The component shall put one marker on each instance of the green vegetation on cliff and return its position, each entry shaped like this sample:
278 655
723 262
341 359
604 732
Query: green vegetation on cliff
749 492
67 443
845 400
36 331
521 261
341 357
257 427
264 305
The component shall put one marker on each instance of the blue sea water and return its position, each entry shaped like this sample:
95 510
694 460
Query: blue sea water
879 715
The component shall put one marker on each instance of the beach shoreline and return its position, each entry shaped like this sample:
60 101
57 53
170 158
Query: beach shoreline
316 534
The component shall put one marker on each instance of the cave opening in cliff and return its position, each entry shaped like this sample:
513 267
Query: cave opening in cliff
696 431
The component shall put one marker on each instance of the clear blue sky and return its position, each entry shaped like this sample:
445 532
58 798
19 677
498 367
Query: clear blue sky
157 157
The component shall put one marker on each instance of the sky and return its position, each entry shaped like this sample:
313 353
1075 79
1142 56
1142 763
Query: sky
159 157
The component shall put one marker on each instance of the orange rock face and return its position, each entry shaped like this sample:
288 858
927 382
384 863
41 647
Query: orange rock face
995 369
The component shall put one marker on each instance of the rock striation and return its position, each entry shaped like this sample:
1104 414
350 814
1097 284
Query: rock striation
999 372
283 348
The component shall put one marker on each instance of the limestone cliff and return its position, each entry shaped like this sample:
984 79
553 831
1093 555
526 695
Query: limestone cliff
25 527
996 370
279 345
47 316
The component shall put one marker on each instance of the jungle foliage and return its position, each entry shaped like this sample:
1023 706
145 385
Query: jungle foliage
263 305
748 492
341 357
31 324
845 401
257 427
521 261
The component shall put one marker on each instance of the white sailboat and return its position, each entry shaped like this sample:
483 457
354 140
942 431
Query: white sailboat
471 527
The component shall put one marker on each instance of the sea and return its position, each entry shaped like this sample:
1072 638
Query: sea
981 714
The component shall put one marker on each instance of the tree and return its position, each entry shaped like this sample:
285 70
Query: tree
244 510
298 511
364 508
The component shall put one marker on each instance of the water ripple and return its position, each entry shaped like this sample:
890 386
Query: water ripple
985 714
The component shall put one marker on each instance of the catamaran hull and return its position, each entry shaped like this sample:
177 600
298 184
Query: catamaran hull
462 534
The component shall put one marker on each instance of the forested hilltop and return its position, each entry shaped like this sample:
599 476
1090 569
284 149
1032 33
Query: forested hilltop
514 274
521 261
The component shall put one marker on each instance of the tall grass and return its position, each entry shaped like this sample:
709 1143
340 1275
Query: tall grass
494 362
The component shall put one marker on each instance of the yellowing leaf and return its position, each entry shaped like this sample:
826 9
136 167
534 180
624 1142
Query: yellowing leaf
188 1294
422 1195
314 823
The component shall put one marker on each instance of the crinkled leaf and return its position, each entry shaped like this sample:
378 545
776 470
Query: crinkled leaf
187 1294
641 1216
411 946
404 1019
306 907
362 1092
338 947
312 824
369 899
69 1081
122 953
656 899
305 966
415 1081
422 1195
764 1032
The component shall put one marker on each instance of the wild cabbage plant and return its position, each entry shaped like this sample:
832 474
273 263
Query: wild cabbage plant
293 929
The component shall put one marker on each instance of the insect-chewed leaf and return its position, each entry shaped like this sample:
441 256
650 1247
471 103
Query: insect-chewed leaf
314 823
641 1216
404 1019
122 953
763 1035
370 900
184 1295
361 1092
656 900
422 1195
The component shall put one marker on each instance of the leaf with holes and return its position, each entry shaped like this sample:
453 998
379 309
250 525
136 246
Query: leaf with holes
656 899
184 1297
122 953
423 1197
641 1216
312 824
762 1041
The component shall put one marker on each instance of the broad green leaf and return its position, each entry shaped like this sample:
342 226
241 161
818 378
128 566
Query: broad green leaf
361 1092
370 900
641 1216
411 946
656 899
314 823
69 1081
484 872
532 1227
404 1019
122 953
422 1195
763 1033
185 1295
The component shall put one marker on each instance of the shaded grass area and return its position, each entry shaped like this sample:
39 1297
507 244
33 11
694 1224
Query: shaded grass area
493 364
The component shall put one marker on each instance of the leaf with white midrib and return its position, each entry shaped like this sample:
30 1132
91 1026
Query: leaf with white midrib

What you will do:
Set out every line of the records above as a Markdown table with the columns Row and Line, numbering each row and skipping blank lines.

Answer to this exercise:
| Row | Line |
|---|---|
| 1 | The component shall put one marker on each instance of the green vegetation on cliff and return its position, each entry shaped like this sample: |
| 2 | 278 655 |
| 3 | 723 262 |
| 4 | 341 359 |
| 5 | 604 732 |
| 6 | Query: green vegetation on cliff |
| 7 | 749 492 |
| 8 | 67 443 |
| 9 | 845 400 |
| 10 | 36 331 |
| 11 | 521 261 |
| 12 | 341 357 |
| 13 | 257 427 |
| 14 | 264 305 |
| 15 | The component shall put one marker on each instance of the blue sea water and return its position, each entry shaped like this sample: |
| 16 | 95 510 |
| 17 | 694 460 |
| 18 | Query: blue sea water |
| 19 | 879 715 |
| 20 | The component shall put one marker on each instance of the beach shoreline and return its position, each entry shaped like this sample: |
| 21 | 60 101 |
| 22 | 57 53 |
| 23 | 170 158 |
| 24 | Query: beach shoreline |
| 25 | 316 534 |
| 26 | The component shall put one marker on each instance of the cave opening in cliff and return its position, each entry shaped like this sample: |
| 27 | 513 267 |
| 28 | Query: cave opening in cliff |
| 29 | 696 431 |
| 30 | The component shall put one marker on each instance of the clear blue sky and return its position, each entry shaped like this sample: |
| 31 | 445 532 |
| 32 | 58 798 |
| 33 | 19 677 |
| 34 | 498 367 |
| 35 | Query: clear blue sky |
| 36 | 157 157 |
| 37 | The component shall put one marker on each instance of the sky and return its position, each entry shaped like this sample: |
| 38 | 313 353 |
| 39 | 1075 79 |
| 40 | 1142 56 |
| 41 | 1142 763 |
| 42 | Query: sky |
| 43 | 159 157 |
| 44 | The component shall put one marker on each instance of the orange rock face and return its position, each entry shaped like this sample: |
| 45 | 288 858 |
| 46 | 927 382 |
| 47 | 384 863 |
| 48 | 41 647 |
| 49 | Query: orange rock face |
| 50 | 995 369 |
| 51 | The component shall put one marker on each instance of the rock striation and return its position, each entry shaped like this sample: |
| 52 | 1104 414 |
| 53 | 350 814 |
| 54 | 1097 284 |
| 55 | Query: rock striation |
| 56 | 999 372 |
| 57 | 283 348 |
| 58 | The component shall put one marker on each instance of the limestone cliff and return its position, each entry shaped like this sample: |
| 59 | 984 79 |
| 60 | 553 831 |
| 61 | 1093 555 |
| 62 | 526 695 |
| 63 | Query: limestone cliff |
| 64 | 25 527 |
| 65 | 996 370 |
| 66 | 279 345 |
| 67 | 47 316 |
| 68 | The component shall put one marker on each instance of the jungle foliage and return its position, each entry shaped like this sample: |
| 69 | 1023 706 |
| 70 | 145 385 |
| 71 | Query: jungle foliage |
| 72 | 263 305 |
| 73 | 748 492 |
| 74 | 341 357 |
| 75 | 31 324 |
| 76 | 845 401 |
| 77 | 257 427 |
| 78 | 521 261 |
| 79 | The component shall put one marker on each instance of the white sailboat and return its position, each entry shaped like this sample: |
| 80 | 483 457 |
| 81 | 354 140 |
| 82 | 942 431 |
| 83 | Query: white sailboat |
| 84 | 471 527 |
| 85 | The component shall put one marker on each instance of the sea and return its position, each entry shaped like this sample: |
| 86 | 1072 638 |
| 87 | Query: sea |
| 88 | 981 714 |
| 89 | The component shall put one marker on each instance of the tree and return its position, each entry shaped like this sample: |
| 90 | 285 70 |
| 91 | Query: tree |
| 92 | 244 510 |
| 93 | 298 511 |
| 94 | 364 508 |
| 95 | The component shall put one marker on each instance of the water ripple and return its position, each entry shaped like this sample: |
| 96 | 890 386 |
| 97 | Query: water ripple |
| 98 | 985 714 |
| 99 | The component shall put one marker on each instance of the catamaran hull and return its position, each entry shaped like this sample: |
| 100 | 177 600 |
| 101 | 298 184 |
| 102 | Query: catamaran hull |
| 103 | 462 534 |
| 104 | The component shall put one marker on each instance of the forested hilltop and return its position, each entry shaped like this sample: |
| 105 | 599 476 |
| 106 | 1090 569 |
| 107 | 284 149 |
| 108 | 1032 33 |
| 109 | Query: forested hilltop |
| 110 | 514 274 |
| 111 | 521 261 |
| 112 | The component shall put one marker on each instance of the tall grass and return its position, each entry shaped like this sample: |
| 113 | 709 1143 |
| 114 | 340 1275 |
| 115 | Query: tall grass |
| 116 | 494 362 |
| 117 | The component shall put one marker on each instance of the yellowing leaf and return its position, each entry shaped like this sample: |
| 118 | 826 9 |
| 119 | 136 167 |
| 120 | 534 180 |
| 121 | 624 1142 |
| 122 | Query: yellowing leaf |
| 123 | 188 1294 |
| 124 | 422 1195 |
| 125 | 314 823 |
| 126 | The component shall put one marker on each instance of the crinkled leaf and return its position, each entry shaped like this sample: |
| 127 | 378 545 |
| 128 | 776 470 |
| 129 | Query: crinkled leaf |
| 130 | 187 1294 |
| 131 | 641 1216 |
| 132 | 411 946 |
| 133 | 404 1019 |
| 134 | 306 907 |
| 135 | 362 1092 |
| 136 | 338 947 |
| 137 | 312 824 |
| 138 | 369 899 |
| 139 | 69 1081 |
| 140 | 122 953 |
| 141 | 656 899 |
| 142 | 305 966 |
| 143 | 415 1081 |
| 144 | 422 1195 |
| 145 | 764 1032 |
| 146 | The component shall put one marker on each instance of the wild cabbage plant and return its position, each entry shaped like this sample: |
| 147 | 832 474 |
| 148 | 273 263 |
| 149 | Query: wild cabbage plant |
| 150 | 293 929 |
| 151 | The component shall put one marker on each instance of the insect-chewed leaf and return its position, each entry shaped like this sample: |
| 152 | 441 256 |
| 153 | 650 1247 |
| 154 | 471 103 |
| 155 | Query: insect-chewed leaf |
| 156 | 314 823 |
| 157 | 641 1216 |
| 158 | 404 1019 |
| 159 | 122 953 |
| 160 | 763 1035 |
| 161 | 370 900 |
| 162 | 184 1295 |
| 163 | 361 1092 |
| 164 | 656 900 |
| 165 | 422 1195 |
| 166 | The component shall put one marker on each instance of the leaf with holes and return its position, each entry shaped like this sample: |
| 167 | 453 998 |
| 168 | 379 309 |
| 169 | 250 525 |
| 170 | 136 246 |
| 171 | Query: leaf with holes |
| 172 | 656 899 |
| 173 | 184 1297 |
| 174 | 122 953 |
| 175 | 423 1197 |
| 176 | 641 1216 |
| 177 | 312 824 |
| 178 | 762 1041 |
| 179 | The component shall put one marker on each instance of the broad green leaf and return its position, each entry shaped like this sample: |
| 180 | 342 226 |
| 181 | 241 161 |
| 182 | 818 378 |
| 183 | 128 566 |
| 184 | Query: broad green leaf |
| 185 | 361 1092 |
| 186 | 370 900 |
| 187 | 641 1216 |
| 188 | 411 946 |
| 189 | 656 899 |
| 190 | 314 823 |
| 191 | 69 1081 |
| 192 | 484 872 |
| 193 | 532 1227 |
| 194 | 404 1019 |
| 195 | 122 953 |
| 196 | 422 1195 |
| 197 | 763 1033 |
| 198 | 185 1295 |
| 199 | The component shall put one marker on each instance of the shaded grass area and return its position, each entry shaped like this sample: |
| 200 | 39 1297 |
| 201 | 507 244 |
| 202 | 33 11 |
| 203 | 694 1224 |
| 204 | Query: shaded grass area |
| 205 | 493 364 |
| 206 | The component shall put one marker on each instance of the leaf with white midrib and return its position, each entry shaped like this sample: |
| 207 | 30 1132 |
| 208 | 91 1026 |
| 209 | Query: leaf with white midrib |